→ **DOCUMENT SECTION**
####################

By Dan L. Burk, Chancellor’s Professor of Law, University of California, Irvine, USA

Intellectual property (IP) law is generally recognized as a means to celebrate and reward the contributions of creative individuals by giving them legal exclusivity over their creations for a period of time during which they may determine who may exploit their work – possibly in return for a fee.

A self-published broadsheet by Charlotte Smith, one of the earliest champions of women inventors in the United States. According to the Women’s history blog, from 155 to 1865, women received on average just over 10 patents per year while men were granted more than 3,760 patents per year.

This is believed to generate incentives for creativity not only for the benefit of creators, but also for the general benefit of society. It therefore follows that to the extent that IP law fails to engage or recognize creators, it fails in its essential purpose. Unfortunately, there is growing evidence that it has dramatically failed a large group of creators.

IP and gender: an historical perspective

For much of modern history, and certainly in the early days of legal grants in IP, the formal roles from which IP might arise were closed to women. The creative occupations of artist, engineer, writer, scientist and musician were dominated by men, if not exclusive to men. At that time, social convention frowned on female activity in such professions. IP law, as it developed, followed such social prohibitions. For example, as noted by Professor Shelly Wright, copyright historically encompassed the “fine arts” such as sculpture, painting, literature and music – fields that were male dominated if not exclusively masculine, with “crafts” such as needlework, knitting, quilting and other “domestic” fiber arts until relatively recently excluded from the canon of copyrightable subject matter.

####################

→ **WHAT IS REQUIRED**
From the passage on intellectual property and gender, list the creative occupations it says were dominated by men.

####################

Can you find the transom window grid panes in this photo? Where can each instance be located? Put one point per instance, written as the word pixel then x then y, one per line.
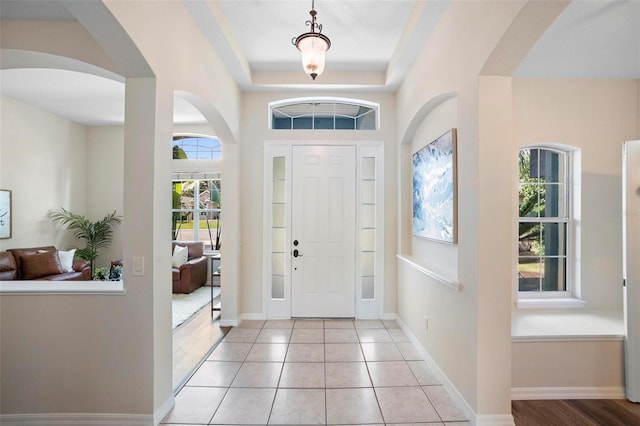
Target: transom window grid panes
pixel 278 228
pixel 196 209
pixel 329 115
pixel 368 228
pixel 196 148
pixel 544 222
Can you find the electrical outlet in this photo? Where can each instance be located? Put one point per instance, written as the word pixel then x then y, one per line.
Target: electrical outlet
pixel 138 266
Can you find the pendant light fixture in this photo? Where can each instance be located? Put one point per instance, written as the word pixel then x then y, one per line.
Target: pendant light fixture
pixel 313 46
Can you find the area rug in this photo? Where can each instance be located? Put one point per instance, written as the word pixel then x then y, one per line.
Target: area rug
pixel 187 305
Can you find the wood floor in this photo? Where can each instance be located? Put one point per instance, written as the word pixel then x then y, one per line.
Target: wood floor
pixel 192 342
pixel 579 412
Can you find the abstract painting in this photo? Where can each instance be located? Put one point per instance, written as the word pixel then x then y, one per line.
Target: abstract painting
pixel 435 191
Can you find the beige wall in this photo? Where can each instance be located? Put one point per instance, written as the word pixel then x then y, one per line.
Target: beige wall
pixel 469 330
pixel 596 117
pixel 114 355
pixel 45 167
pixel 582 365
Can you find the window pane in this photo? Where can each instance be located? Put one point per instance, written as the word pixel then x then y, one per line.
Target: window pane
pixel 554 239
pixel 323 123
pixel 369 191
pixel 368 239
pixel 277 286
pixel 551 166
pixel 324 114
pixel 527 169
pixel 368 262
pixel 368 216
pixel 277 263
pixel 278 191
pixel 554 274
pixel 345 123
pixel 529 274
pixel 529 197
pixel 367 121
pixel 278 167
pixel 369 168
pixel 277 239
pixel 302 122
pixel 196 148
pixel 278 215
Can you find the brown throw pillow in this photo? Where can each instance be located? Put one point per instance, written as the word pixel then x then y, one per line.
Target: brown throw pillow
pixel 40 265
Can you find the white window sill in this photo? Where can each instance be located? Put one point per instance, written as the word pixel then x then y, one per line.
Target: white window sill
pixel 566 325
pixel 22 287
pixel 550 303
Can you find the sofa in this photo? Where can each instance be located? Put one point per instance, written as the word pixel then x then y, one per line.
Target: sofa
pixel 42 263
pixel 189 266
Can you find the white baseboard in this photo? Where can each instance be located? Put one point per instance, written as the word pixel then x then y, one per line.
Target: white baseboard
pixel 568 393
pixel 494 420
pixel 68 419
pixel 469 412
pixel 253 317
pixel 164 409
pixel 448 385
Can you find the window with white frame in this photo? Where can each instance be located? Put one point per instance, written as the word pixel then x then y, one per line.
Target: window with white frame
pixel 544 243
pixel 324 113
pixel 196 208
pixel 188 147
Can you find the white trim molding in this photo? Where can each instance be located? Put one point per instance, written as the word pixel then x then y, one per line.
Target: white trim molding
pixel 67 419
pixel 494 420
pixel 440 278
pixel 568 393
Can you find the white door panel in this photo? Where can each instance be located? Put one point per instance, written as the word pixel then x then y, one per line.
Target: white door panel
pixel 323 223
pixel 631 268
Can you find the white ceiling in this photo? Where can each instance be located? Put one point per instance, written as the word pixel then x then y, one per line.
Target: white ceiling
pixel 590 39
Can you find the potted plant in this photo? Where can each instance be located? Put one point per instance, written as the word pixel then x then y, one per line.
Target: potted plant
pixel 96 234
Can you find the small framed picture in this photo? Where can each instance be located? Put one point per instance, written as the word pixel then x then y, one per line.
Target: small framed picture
pixel 5 213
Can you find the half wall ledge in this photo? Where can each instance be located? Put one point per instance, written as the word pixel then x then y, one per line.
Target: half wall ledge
pixel 438 277
pixel 20 287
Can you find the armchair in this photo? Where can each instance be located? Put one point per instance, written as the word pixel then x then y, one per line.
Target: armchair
pixel 191 274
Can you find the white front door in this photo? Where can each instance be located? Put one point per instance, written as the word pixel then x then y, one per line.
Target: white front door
pixel 323 227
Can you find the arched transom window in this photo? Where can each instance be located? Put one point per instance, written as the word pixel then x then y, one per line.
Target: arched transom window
pixel 324 113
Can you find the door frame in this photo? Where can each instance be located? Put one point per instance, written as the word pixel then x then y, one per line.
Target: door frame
pixel 279 307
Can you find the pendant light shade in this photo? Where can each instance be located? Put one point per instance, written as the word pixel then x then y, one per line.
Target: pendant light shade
pixel 313 46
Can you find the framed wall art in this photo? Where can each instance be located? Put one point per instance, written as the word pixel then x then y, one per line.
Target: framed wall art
pixel 435 190
pixel 5 213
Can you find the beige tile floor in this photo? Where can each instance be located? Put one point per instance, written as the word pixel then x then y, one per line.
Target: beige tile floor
pixel 315 372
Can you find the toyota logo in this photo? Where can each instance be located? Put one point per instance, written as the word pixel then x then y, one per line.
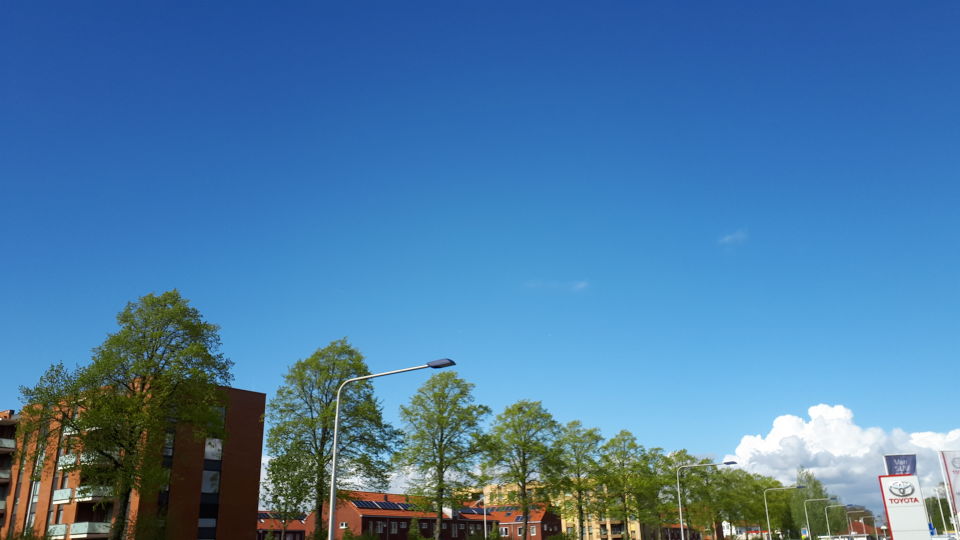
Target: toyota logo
pixel 901 489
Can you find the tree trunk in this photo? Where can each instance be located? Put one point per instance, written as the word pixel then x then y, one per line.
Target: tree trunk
pixel 119 528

####################

→ **RESULT BELOW**
artist, engineer, writer, scientist, musician